- Données de l'exercice -
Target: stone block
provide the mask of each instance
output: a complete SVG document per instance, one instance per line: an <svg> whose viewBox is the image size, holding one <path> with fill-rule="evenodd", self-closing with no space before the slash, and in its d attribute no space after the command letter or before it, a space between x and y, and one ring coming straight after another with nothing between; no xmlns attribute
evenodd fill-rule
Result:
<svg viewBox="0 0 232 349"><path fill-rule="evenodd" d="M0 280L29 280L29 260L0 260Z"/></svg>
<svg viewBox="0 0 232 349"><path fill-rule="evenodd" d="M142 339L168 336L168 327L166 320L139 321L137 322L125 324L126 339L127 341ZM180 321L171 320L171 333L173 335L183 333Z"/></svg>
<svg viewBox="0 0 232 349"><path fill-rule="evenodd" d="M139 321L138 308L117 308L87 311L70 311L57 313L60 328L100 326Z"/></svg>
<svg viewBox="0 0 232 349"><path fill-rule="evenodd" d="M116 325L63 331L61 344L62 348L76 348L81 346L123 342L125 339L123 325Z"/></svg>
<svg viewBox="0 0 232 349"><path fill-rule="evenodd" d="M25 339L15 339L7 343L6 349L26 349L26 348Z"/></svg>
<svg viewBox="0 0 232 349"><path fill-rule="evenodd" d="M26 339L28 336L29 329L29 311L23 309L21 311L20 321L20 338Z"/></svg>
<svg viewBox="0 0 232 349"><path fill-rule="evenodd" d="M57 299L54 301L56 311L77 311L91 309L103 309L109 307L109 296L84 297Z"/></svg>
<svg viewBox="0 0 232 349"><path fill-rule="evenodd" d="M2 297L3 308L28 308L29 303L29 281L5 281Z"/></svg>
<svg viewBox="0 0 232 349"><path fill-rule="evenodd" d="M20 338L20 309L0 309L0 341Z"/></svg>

- Objectif annoncé -
Reprenez toutes les lignes ci-dessus sous forme de liste numérotée, sans les lignes vides.

- Réponse à l'exercice -
1. Target: stone block
2. provide the mask of each instance
3. output: a complete SVG document per instance, one instance per line: an <svg> whose viewBox is the image size, holding one <path> with fill-rule="evenodd", self-closing with no space before the slash, and in its d attribute no space after the command letter or before it, a space between x and y, and one ring coming straight after another with nothing between; no xmlns attribute
4. evenodd fill-rule
5. Result:
6. <svg viewBox="0 0 232 349"><path fill-rule="evenodd" d="M0 280L29 280L29 260L0 260Z"/></svg>
7. <svg viewBox="0 0 232 349"><path fill-rule="evenodd" d="M142 339L168 336L168 327L166 320L139 321L137 322L125 324L126 339L127 341ZM180 321L171 320L171 333L173 335L183 333Z"/></svg>
8. <svg viewBox="0 0 232 349"><path fill-rule="evenodd" d="M139 321L138 308L117 308L87 311L70 311L57 313L60 328L100 326Z"/></svg>
9. <svg viewBox="0 0 232 349"><path fill-rule="evenodd" d="M116 325L63 331L61 344L62 348L76 348L81 346L123 342L125 339L123 325Z"/></svg>
10. <svg viewBox="0 0 232 349"><path fill-rule="evenodd" d="M25 339L15 339L7 343L6 349L26 349L26 348Z"/></svg>
11. <svg viewBox="0 0 232 349"><path fill-rule="evenodd" d="M26 339L28 336L29 329L29 311L23 309L21 311L20 321L20 338Z"/></svg>
12. <svg viewBox="0 0 232 349"><path fill-rule="evenodd" d="M57 299L54 301L56 311L77 311L91 309L103 309L109 307L109 296L84 297Z"/></svg>
13. <svg viewBox="0 0 232 349"><path fill-rule="evenodd" d="M2 297L3 308L28 308L29 303L29 281L5 281Z"/></svg>
14. <svg viewBox="0 0 232 349"><path fill-rule="evenodd" d="M20 338L20 309L0 309L0 341Z"/></svg>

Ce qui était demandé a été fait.